Énoncé 1: Recopiez fidèlement le passage du texte fourni qui commence par « J'ai hésité à » et se poursuit jusqu'à « cette seconde catégorie. ».
Énoncé 2: Dans le texte fourni, quel titre porte le fil de 2008 que mentionne l'auteur ?

Texte fourni:
******************************

J'ai hésité à localiser le fil que je propose aujourd'hui entre "Actualité décriptée" et " Théologie".Dans le premier groupe existe un fil de 2008 appelé "L'amour des évangélistes américains pour Israel" mais il n' épuise pas la question centrale qui est théologique.D'où le choix de cette seconde catégorie.
J'ai voulu mettre en texte caché le résumé des conflits et persécutions réciproques entre Juifs et Chrétiens dans l'Histoire (j'espère y être parvenu) car ,bien qu'utiles à rappeler,ils ne constituent pas l'essentiel du sujet.Aux contributeurs de nous dire.

La triste actualité de ces derniers mois concentre nos regards sur l’Ukraine et la Russie d’un côté,la Terre Sainte de l’autre , Israel et Palestine.Ce deuxième lieu d’affrontements sanglants amène à réfléchir sur la vocation du vieil Israel et à la façon dont l’Eglise,nouvel Israel peut et doit le considérer à la lumière d’une très longue histoire,presque jamais et quasiment nulle part harmonieuse.

******************************

Lignes de données:
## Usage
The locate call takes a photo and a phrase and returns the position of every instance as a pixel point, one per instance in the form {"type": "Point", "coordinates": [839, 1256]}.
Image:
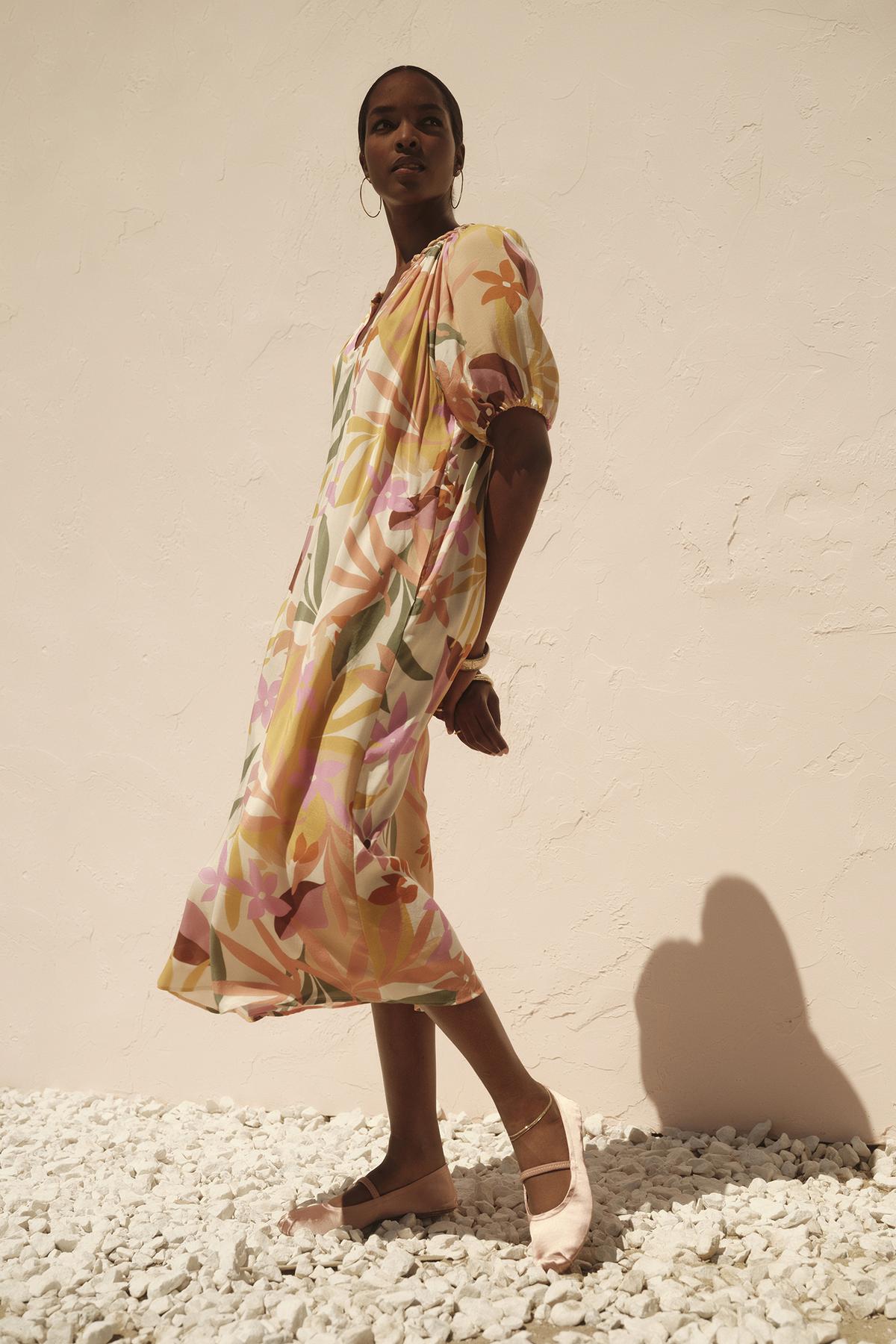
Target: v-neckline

******************************

Corrigé 1:
J'ai hésité à localiser le fil que je propose aujourd'hui entre "Actualité décriptée" et " Théologie".Dans le premier groupe existe un fil de 2008 appelé "L'amour des évangélistes américains pour Israel" mais il n' épuise pas la question centrale qui est théologique.D'où le choix de cette seconde catégorie.

Corrigé 2: « L'amour des évangélistes américains pour Israel »